Все же оправдания ордену прозвучали в его показаниях. Правда, расценить это как оправдания можно, лишь рассматривая сказанное им в формате, отличном от общепринятого. «Орден был утвержден и получил привилегии от святого апостольского престола. Меня сильно удивило бы, если бы римская Церковь вдруг решила его уничтожить».
Странная, на первый взгляд, фраза. Великий магистр выражает удивление по поводу претензий к ордену. То есть он считает ритуалы ордена, как и его статус, вполне законными. Но ведь закон, как считается, был на стороне римской католической церкви, а не на стороне ордена! Почему же Моле считал иначе? Выходит, у него были для этого основания?
И тут неожиданно приходит понимание того, что под «святым апостольским престолом» и «римской церковью» имелось в виду совсем не то, что сейчас под этим подразумевается. В действительности привилегии, о которых говорил магистр, могли быть получены только от византийских патриархов! Ведь именно они, как ранее было установлено, являлись носителями протоиудейского начала в тогдашней духовности — начала, в соответствии с которым Иисус не возводился до уровня Бога.
Получается, ничего странного в словах магистра не было. Странным и еретическим, напротив, было в его глазах поведение его мучителей, поклонявшихся и требующих от других поклонения деревянному истукану, что он и выразил в своих словах. И если никто не услышал в них оправдания, то только потому, что судил о взглядах тамплиеров как о ереси, расходящейся с позицией официального Рима — города, под которым подразумевался, конечно, католический, итальянский Рим.
Традиционная историография попытку оправдать орден видит лишь в финальном отказе Жака де Моле и Жоф-фруа де Шарне от своих показаний, повлекшем за собой их сожжение на костре как упорствующих в ереси. Это не совсем так. «Отказ» — не совсем подходящее для этого случая слово. Вожди тамплиеров не отказались от своих показаний. Они лишь хотели сказать, что в их взглядах нет никакой ереси, что их ритуалы и традиции — самые что ни на есть христианские. «Отказ» — это лишь форма, которую придали их заявлениям обвинители или более поздние комментаторы.
Какой вывод можно сделать из всего этого? Первое, что приходит на ум, — это то, что богохульства как такового во всем этом нет. Есть лишь отрицательное отношение к почитанию распятия. «Это не более чем кусок дерева, — заявил перед папской комиссией один из обвиняемых, Жерар дю Пассаж, — наш Господь на Небе».

* _Указания к заданию_: Продолжите приведенный выше отрывок о суде над тамплиерами, начав сразу после его последнего предложения. Перечень ниже взят из иного источника.

* _Блок данных_:
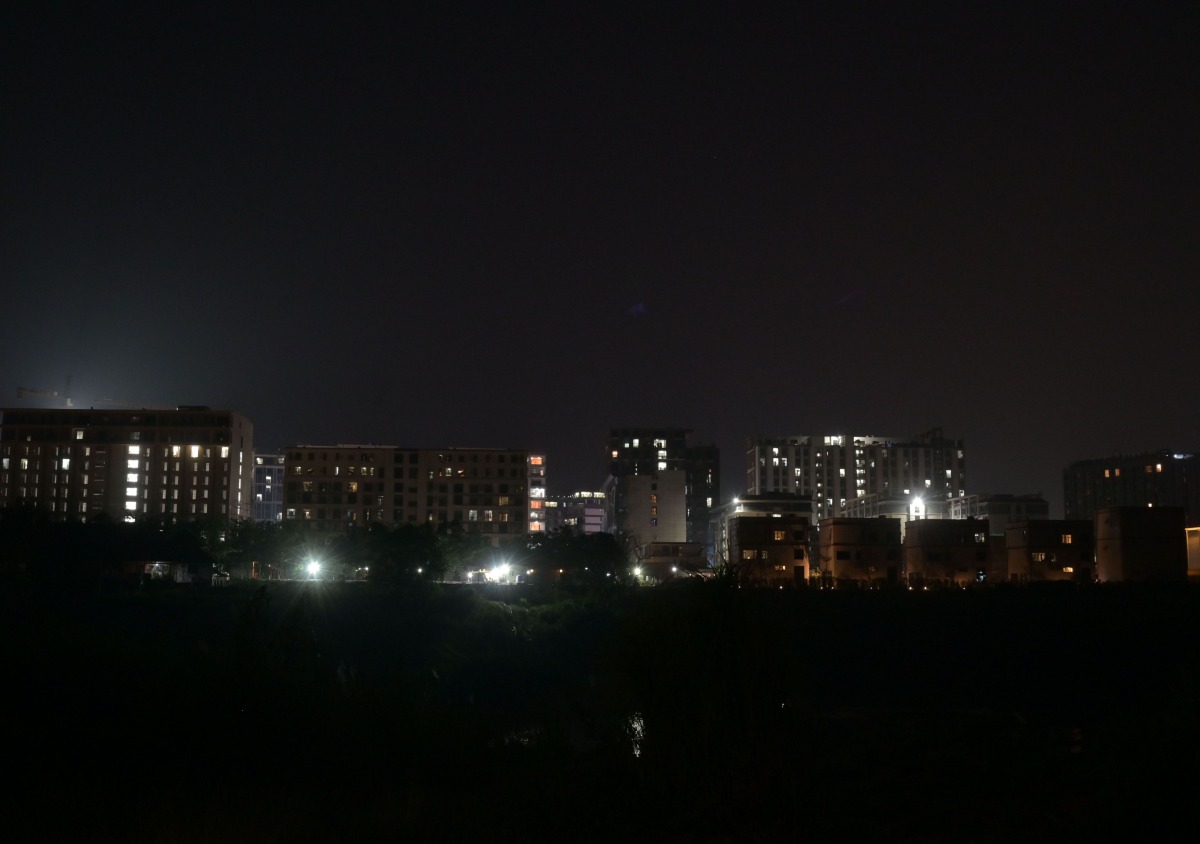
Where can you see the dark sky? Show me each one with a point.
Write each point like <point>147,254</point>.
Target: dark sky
<point>481,225</point>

* _Итоговый результат_:
Если вдуматься, вполне здравая мысль даже по католическим меркам. Совершенно очевидно, что плевки на крест, к которым принуждали вступающих в орден — мероприятие, призванное эту мысль подчеркнуть, и не более того.
Но есть детали, позволяющие истолковать этот обычай и в духе ненавистных для христиан вероучений — иудаизма и катаризма, т. е. того, что ранее было названо «романской» верой. Вопрос касается не только отношения к распятию, но, главным образом, трактовки образа Иисуса Христа. Совершенно очевидно, что Христос для тамплиеров был не тем, кем он был для католиков. «Господь», о котором говорил Жерар дю Пассаж, это отнюдь не Христос, а Всевышний иудеев и катаров. В том, что это именно так, убеждает отношение к фигуре Христа. Жоффруа де Шарне, например, заявил, что при его посвящении Христа назвали «лжепророком» («Брат Амори велел мне не верить в того, чей образ был нарисован на нем, так как это был лжепророк, а не Бог»).
В других случаях звучит слово «пророк». Вот как описывает один из неофитов, Боско де Мазюалье, реакцию приора Буржа на его вопрос о смысле обряда отречения: «Брат Пьер ответил мне, что не надо быть слишком любопытным, иначе я навлеку на себя гнев братьев и руководителей ордена. Отправляйся ужинать, сказал он мне. Речь идет о пророке, тебе это слишком долго объяснять».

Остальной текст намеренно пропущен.